Document:
□ □ □ □ □
P
US5012622AExpiredUtilityPatentIndex 93

Structural filler filled steel tube column

Assignee: SHIMIZU CONSTRUCTION CO LTDPriority: Mar 5, 1985Filed: Mar 30, 1990Granted: May 7, 1991
Est. expiryMar 5, 2005(expired)· nominal 20-yr term from priority
Inventors:SATO TAKANORIWATANABE YASUSHIKITAGAWA SEIHOSHIOKAWA HIDEYOSHOKAWA TOMOOSAITO YUTAKAHOSOKAWA OSAMUSANO TAKESHIKOSHIDA KAZUNORINAKAMURA YASUKAZUNAKASHIMA HIDEOIKEDA KENICHIORITO YOSHIHIRO
E04B 1/30E04C 3/34E02D 5/30E04B 1/165
93
PatentIndex Score
69
Cited by
21
References
8
Claims

Abstract

A concrete filled steel tube column. The concrete filled steel tube column includes a steel tube having an inner face; a concrete core disposed within the steel tube; and a separating layer interposed between the inner face of the steel tube and the concrete core for separating the concrete core from the inner face of the steel tube so that the steel tube may not be bonded to the concrete core. After the separating layer is formed on the inner face of the steel tube, the concrete is charged into the steel tube to form a concrete core.

Claims

exact text as granted — not AI-modified
What is claimed is: 
     
       1. A structural filler filled steel tube column, comprising: (a) an axially extending steel tube having an inner face and including upper and lower tube sections;   (b) a core made from the structural filler disposed within the steel tube;   (c) a first separating layer, interposed between the inner face of the steel tube and the core, for separating the core from the inner face of the steel tube so that the steel tube is unbonded to the core;   (d) the upper and lower tube sections being axially spaced apart and forming an axial gap therebetween, said axial gap circumferentially extending completely around the steel tube and comprising axial stress reducing means, said gap having a variable axial length and being adapted to reduce said axial length when the steel tube is axially displaced due to an axial load applied thereto;   (e) a cylindrical member axially extending completely between the upper and lower tube sections and radially disposed between the core and the gap, said cylindrical member forming an inside closure for said gap and maintaining the core separated from the gap while permitting axial movement of the upper tube section relative to the lower tube section; and   (f) axial load transmitting means, mounted to the steel tube, for transmitting the axial load, applied to the steel tube, to the core.
□ □ □ □ □
Raw data:
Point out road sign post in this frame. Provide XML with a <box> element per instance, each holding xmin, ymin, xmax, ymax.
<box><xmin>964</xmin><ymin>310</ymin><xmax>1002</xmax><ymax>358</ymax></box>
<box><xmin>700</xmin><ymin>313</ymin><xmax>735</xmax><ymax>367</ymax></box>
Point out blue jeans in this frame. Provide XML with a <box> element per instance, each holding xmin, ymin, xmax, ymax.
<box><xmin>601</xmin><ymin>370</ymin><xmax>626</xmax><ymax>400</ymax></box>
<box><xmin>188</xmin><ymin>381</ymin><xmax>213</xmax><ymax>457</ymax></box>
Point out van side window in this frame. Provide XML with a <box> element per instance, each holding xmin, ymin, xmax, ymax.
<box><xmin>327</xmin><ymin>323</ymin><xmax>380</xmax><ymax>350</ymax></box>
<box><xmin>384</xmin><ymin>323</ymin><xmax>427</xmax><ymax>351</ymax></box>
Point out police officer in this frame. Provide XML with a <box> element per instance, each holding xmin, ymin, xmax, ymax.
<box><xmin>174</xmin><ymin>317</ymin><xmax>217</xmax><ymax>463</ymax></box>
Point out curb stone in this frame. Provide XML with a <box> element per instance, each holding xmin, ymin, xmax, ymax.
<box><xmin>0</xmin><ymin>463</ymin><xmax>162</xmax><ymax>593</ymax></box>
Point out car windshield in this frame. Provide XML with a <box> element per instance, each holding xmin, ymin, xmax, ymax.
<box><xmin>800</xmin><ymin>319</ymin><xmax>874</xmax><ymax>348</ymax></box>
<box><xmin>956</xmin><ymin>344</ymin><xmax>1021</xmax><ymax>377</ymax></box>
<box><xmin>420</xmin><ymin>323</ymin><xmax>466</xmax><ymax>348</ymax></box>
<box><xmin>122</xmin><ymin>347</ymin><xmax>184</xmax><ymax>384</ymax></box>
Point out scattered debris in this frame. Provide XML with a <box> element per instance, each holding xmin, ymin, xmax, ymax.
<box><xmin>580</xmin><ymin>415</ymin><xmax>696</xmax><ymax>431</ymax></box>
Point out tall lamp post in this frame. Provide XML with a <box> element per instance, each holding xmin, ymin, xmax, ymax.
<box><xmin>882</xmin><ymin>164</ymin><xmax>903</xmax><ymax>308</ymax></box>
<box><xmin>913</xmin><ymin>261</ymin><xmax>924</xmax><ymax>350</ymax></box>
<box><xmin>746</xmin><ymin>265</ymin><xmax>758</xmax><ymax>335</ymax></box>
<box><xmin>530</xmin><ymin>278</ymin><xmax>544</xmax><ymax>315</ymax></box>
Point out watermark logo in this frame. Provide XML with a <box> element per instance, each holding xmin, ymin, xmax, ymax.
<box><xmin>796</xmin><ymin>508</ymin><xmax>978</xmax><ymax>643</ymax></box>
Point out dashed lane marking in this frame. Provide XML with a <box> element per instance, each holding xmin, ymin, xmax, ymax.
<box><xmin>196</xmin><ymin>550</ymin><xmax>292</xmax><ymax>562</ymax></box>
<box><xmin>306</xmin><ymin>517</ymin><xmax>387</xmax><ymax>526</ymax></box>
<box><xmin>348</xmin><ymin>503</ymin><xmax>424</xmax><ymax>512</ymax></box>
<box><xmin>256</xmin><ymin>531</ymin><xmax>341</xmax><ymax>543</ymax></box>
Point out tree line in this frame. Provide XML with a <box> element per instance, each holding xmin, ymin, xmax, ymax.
□ □ □ □ □
Exercise directions:
Rewrite the passage of the steel tube column patent that opens with the words containing "A concrete filled" and closes with "a concrete core.", putting "isolating layer" wherever "separating layer" appears.

Solution to this task:
A concrete filled steel tube column. The concrete filled steel tube column includes a steel tube having an inner face; a concrete core disposed within the steel tube; and a isolating layer interposed between the inner face of the steel tube and the concrete core for separating the concrete core from the inner face of the steel tube so that the steel tube may not be bonded to the concrete core. After the isolating layer is formed on the inner face of the steel tube, the concrete is charged into the steel tube to form a concrete core.